RECORDS FOR THIS TASK:
········

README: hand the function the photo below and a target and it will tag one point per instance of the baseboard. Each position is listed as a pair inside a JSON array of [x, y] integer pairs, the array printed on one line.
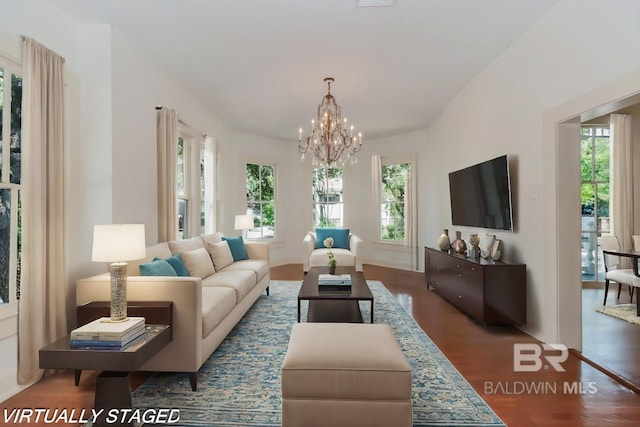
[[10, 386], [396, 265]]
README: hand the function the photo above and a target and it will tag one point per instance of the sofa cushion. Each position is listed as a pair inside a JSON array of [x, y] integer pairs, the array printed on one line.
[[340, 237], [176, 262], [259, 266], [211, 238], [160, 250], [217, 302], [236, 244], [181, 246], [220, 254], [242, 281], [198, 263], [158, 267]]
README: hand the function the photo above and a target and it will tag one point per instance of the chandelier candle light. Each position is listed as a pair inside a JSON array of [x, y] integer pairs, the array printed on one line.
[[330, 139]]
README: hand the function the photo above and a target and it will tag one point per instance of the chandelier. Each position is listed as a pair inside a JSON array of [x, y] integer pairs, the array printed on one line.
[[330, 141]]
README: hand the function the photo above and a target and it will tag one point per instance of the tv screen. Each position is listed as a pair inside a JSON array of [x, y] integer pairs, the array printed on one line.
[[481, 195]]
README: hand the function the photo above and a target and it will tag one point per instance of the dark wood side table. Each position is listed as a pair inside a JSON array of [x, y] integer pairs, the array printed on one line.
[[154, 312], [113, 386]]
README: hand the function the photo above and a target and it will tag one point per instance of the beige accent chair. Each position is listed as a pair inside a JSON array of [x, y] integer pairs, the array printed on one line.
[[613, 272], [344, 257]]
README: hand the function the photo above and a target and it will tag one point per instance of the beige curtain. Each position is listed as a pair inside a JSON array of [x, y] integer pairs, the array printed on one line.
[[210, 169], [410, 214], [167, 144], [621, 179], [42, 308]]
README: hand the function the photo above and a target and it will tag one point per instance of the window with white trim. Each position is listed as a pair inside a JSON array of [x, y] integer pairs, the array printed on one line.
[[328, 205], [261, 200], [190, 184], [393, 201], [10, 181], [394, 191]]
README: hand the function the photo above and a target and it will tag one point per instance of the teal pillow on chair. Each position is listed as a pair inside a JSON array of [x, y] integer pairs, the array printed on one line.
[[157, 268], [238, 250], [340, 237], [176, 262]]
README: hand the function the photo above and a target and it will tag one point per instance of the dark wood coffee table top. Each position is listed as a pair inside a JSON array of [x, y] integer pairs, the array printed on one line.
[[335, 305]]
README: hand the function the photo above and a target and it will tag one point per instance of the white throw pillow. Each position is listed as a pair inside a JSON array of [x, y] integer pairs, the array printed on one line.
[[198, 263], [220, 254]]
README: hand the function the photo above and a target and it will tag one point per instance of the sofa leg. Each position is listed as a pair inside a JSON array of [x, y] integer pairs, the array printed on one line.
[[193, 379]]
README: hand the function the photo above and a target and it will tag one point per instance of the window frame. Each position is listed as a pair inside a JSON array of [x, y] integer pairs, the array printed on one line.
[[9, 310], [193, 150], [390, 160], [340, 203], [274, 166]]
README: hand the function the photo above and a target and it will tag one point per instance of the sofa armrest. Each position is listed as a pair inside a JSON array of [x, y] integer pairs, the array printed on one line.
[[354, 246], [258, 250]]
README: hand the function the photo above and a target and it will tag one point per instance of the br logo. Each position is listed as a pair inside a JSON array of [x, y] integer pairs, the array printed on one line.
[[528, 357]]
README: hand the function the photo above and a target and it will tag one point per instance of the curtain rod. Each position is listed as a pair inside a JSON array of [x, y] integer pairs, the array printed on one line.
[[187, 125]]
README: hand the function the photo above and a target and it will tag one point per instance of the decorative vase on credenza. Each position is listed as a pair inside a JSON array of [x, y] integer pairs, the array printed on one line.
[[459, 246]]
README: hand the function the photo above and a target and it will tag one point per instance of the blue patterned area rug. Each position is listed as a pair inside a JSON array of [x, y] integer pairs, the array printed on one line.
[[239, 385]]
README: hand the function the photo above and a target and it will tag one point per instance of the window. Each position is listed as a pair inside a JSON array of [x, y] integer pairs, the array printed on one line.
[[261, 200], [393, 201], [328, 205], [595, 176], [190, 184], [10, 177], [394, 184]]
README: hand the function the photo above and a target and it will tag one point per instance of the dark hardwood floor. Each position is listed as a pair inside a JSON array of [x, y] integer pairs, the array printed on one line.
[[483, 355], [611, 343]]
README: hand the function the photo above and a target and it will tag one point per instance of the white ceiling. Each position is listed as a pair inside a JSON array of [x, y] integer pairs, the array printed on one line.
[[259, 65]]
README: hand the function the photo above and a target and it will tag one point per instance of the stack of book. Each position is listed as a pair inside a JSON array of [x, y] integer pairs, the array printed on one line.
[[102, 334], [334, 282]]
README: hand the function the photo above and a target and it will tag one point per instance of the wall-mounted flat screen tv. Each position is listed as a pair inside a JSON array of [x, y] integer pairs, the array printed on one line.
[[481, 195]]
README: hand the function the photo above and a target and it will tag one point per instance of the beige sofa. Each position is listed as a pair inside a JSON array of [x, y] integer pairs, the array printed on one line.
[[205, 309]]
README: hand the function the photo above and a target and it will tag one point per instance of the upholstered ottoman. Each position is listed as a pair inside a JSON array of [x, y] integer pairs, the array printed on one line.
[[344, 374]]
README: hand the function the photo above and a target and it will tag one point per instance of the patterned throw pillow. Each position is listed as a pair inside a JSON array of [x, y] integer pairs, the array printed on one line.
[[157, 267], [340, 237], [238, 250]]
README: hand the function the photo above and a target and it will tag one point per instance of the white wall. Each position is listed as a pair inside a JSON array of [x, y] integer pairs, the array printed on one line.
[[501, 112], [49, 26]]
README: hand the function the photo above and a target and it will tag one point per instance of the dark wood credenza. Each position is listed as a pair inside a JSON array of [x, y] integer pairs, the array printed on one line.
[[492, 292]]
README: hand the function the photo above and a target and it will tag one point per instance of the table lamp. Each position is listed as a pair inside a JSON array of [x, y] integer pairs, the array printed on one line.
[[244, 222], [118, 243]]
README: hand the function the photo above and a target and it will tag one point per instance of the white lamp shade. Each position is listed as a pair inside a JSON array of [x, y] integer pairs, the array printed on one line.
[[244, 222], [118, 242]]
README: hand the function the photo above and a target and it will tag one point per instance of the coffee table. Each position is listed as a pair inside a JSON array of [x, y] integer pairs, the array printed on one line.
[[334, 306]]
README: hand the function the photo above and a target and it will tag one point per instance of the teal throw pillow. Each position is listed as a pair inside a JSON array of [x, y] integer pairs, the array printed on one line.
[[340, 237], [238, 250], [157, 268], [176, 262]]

········

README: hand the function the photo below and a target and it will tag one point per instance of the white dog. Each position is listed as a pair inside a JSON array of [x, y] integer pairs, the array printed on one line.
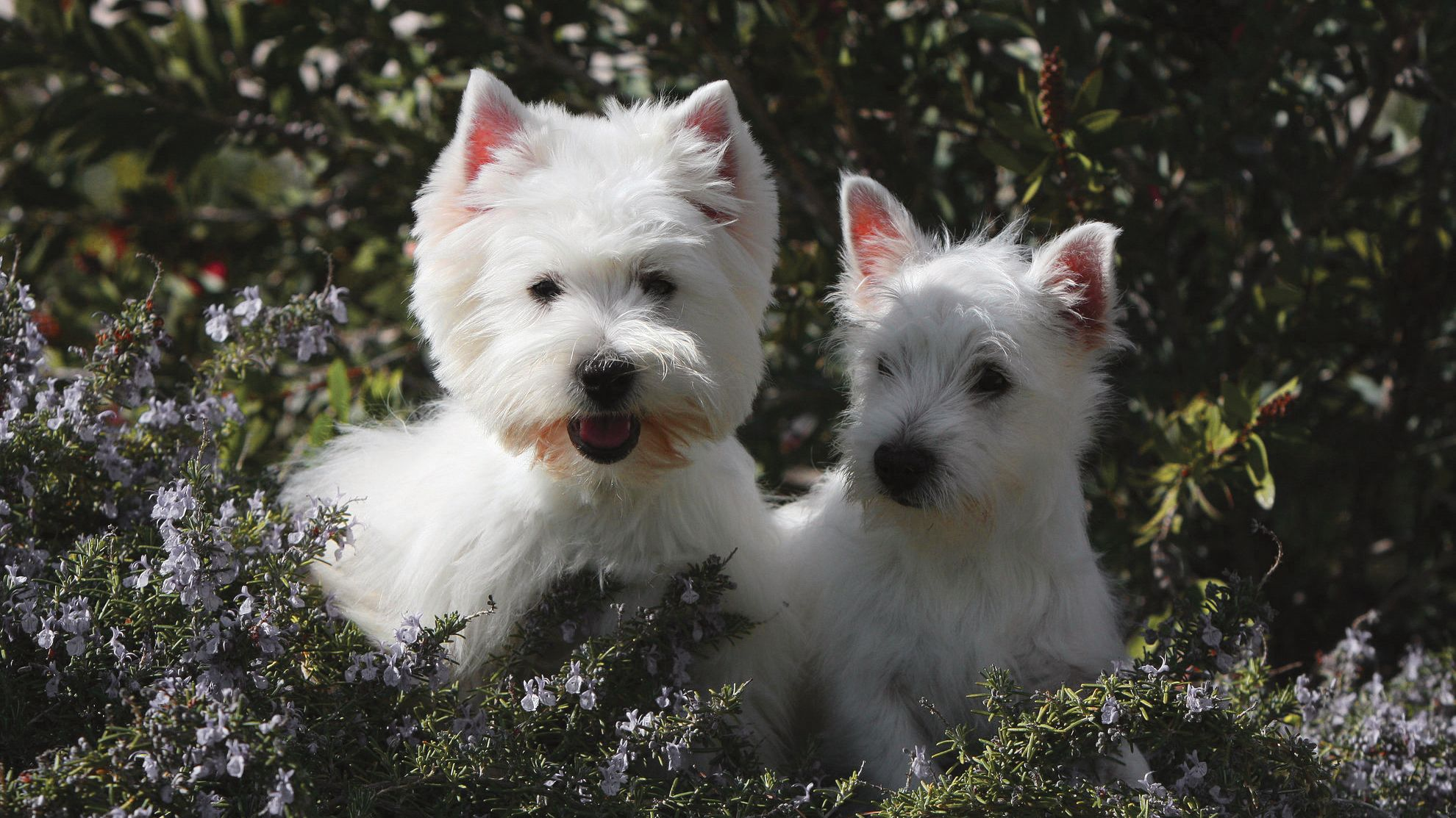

········

Turn the lines of the listing from the one containing "of the chandelier." through the one containing "[[613, 272], [344, 257]]", both included, into a JSON list of strings with one string per line and no blank lines.

COMPLETED EXERCISE:
[
  "README: hand the function the photo above and a target and it will tag one point per instance of the chandelier. Each position is listed as a pair inside a JSON array of [x, y] integer pairs, the array printed on one line.",
  "[[330, 141]]",
  "README: hand the function the photo above and a target and it will tag one point per instance of the tv screen. Each position is listed as a pair inside a JSON array of [x, y] integer pairs, the array printed on one line.",
  "[[481, 195]]",
  "README: hand the function the photo above and a target and it will tag one point per instance of the dark wood side table. Each position is listed as a pair inside a JSON array of [x, y] integer pairs, the array printed on one line.",
  "[[154, 312], [113, 386]]",
  "README: hand the function the photo above and a target and it will tag one point per instance of the beige accent chair. Each position is listed as a pair inside a JSON array of [x, y] integer pairs, the array printed on one line.",
  "[[613, 272], [344, 257]]"
]